[Task] Please pick out each line of the listing below that contains the string "shown" and copy it in full. Case counts when matching.
□ □ □ □
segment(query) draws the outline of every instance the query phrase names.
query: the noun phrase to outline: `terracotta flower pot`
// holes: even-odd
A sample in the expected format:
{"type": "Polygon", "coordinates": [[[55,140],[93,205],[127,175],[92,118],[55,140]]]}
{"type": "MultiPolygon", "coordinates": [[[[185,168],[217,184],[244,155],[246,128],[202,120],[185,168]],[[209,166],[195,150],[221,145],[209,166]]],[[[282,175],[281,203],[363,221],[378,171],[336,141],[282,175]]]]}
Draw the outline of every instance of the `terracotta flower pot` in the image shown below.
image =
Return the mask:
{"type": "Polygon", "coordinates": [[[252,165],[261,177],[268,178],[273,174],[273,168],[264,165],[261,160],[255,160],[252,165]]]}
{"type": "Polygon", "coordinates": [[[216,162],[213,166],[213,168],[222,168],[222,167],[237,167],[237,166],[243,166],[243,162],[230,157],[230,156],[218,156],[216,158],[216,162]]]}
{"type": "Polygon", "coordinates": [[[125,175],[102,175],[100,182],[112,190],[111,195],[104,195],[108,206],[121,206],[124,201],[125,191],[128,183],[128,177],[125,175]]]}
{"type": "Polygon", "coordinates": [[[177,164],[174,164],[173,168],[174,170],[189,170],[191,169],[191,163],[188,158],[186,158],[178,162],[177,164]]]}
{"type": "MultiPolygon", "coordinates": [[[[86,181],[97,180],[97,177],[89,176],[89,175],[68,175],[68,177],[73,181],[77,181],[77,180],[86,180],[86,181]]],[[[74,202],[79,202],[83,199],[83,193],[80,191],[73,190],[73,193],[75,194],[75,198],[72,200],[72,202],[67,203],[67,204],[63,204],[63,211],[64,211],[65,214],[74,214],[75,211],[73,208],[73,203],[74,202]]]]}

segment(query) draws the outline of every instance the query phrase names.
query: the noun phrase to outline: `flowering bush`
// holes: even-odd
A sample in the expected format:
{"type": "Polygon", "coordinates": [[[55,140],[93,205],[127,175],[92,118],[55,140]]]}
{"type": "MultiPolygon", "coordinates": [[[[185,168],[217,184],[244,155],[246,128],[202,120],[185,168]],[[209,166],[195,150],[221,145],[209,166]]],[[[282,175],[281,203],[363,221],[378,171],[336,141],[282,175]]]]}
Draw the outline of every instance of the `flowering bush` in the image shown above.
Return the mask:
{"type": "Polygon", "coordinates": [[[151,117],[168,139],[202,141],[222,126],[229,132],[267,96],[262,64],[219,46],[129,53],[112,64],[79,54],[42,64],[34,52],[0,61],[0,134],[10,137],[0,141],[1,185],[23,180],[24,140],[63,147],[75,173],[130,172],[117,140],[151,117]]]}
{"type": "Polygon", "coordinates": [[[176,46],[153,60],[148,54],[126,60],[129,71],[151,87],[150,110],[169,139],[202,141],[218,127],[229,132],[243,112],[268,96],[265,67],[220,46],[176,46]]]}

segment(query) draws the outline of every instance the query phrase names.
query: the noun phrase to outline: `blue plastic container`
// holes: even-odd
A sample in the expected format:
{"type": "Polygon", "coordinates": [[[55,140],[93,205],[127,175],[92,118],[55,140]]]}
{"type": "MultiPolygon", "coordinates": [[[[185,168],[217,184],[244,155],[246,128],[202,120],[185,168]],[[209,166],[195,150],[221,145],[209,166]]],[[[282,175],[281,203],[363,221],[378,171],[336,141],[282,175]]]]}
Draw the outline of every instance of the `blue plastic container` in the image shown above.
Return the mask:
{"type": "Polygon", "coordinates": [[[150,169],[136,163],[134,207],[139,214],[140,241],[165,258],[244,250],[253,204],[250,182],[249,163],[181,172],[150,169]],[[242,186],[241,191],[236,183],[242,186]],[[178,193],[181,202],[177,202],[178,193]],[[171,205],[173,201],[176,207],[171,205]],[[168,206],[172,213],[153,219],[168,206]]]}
□ □ □ □
[Output of the exercise]
Draw the outline of every instance of the `terracotta flower pot` in the image shown below.
Draw the outline of every instance of the `flowering bush` in the image shown above.
Draw the outline of every instance of the `blue plastic container` in the image shown above.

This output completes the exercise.